• **EXTRAIT FOURNI**
◇ ◇ ◇

Au Centre Bourse, j’attends avec d’autres passagers le bus 97 🚏 en direction de l’Hôpital Nord.🏥 Lorsqu’il déboule, un jeune homme d’à peu près vingt-cinq ans me bouscule et me grille la politesse pour monter à bord. (Je reste zen). Une fois à l’intérieur je cherche une place où poser ma vieille carcasse mais n’en trouve point. Le malpoli de tantôt, lui, s’installe sans gêne sur les sièges réservés aux personnes à mobilité réduite. (Je ne décèle pourtant chez lui aucun signe qui lui en donne le droit de jouissance. À moins que l’impolitesse soit un handicap ?)

Moi, je me cale debout dans le coin réservé aux poussettes, fauteuils roulants ♿ et ; depuis peu ; servant également de parking mobile aux trottinettes et même aux vélos électriques.🚲

Au premier arrêt après notre départ embarquent d’autres passagers dont une jeune femme avec une grosse poussette et un petit ventre rond.🤰 Elle est habillée d’un manteau de fourrure gris, d’une mini-jupe blanche et d’un pantalon bleu 👖 au bord de l’asphyxie tellement son hôtesse l’a comblé de ses généreuses rondeurs. Elle porte également des chaussures à talons noires compensées 👠 ainsi que des lunettes de soleil 😎. Je m’écarte à côté de la porte de sortie pour laisser notre Rihanna du 13 garer son 4×4 mais elle choisit de se mettre en plein milieu de l’allée. Madame n’a pas le temps. Elle est très occupée au téléphone.

J’te jure, ses enfants sont trop mal élevés. En plus ils sont sales. Tya vu comment elle les habille. On dirait des clochards.

Trois moines bouddhistes habillés de tunique safran, bonnet et manteau jaune et baskets 👟 ainsi que d’une veste noire discutent en face de moi dans une langue étrangère, à la gauche de notre conductrice de Hummer. Le bébé de cette dernière 👶 d’à peine deux ans joue avec une figurine de super héros dans une main. Sa mère l’a affublé d’habits et de chaussures de la marque à virgule.

Le chiard laisse choir son jouet et se met à chouiner. L’un des bonzes le ramasse aussitôt et le lui tend avec un grand sourire et des yeux lumineux. Maman qui a vu toute la scène ne le calcule pas et continue son commérage.

Le jouet tombe une seconde fois et notre bon bonze le ramasse de nouveau pour le remettre au marmot qui cesse aussitôt de se plaindre.

À la troisième fois et toujours avec le sourire, le moine se penche pour refaire le même geste mais une sexagénaire assise derrière Madame Pipelette lui intime l’ordre de n’en rien faire, l’arrêtant dans son élan.

◇ ◇ ◇

• **DONNÉES**

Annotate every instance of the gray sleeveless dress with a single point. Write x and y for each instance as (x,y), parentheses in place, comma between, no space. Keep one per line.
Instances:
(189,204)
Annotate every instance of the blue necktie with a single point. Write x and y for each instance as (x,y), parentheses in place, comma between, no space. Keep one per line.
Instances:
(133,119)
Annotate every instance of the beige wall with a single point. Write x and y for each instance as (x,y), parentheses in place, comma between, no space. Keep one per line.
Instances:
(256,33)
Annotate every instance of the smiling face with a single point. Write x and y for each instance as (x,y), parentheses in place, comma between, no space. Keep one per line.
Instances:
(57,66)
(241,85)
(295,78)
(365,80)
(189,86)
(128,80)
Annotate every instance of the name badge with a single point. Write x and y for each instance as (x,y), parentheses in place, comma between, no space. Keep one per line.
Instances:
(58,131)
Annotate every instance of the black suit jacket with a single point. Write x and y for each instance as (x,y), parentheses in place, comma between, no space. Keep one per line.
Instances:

◇ ◇ ◇

• **DÉFIS**
1. Dans l'extrait, quel bus est attendu au Centre Bourse, et vers quelle destination se dirige-t-il ?
2. Relevez, dans l'extrait, tous les vêtements et accessoires que porte la jeune femme à la grosse poussette.
Les lignes n'ont aucun lien avec l'extrait.

• **CORRIGÉ DES EXERCICES**
1. Le bus 97, en direction de l'Hôpital Nord.

2.
- un manteau de fourrure gris
- une mini-jupe blanche
- un pantalon bleu
- des chaussures à talons noires compensées
- des lunettes de soleil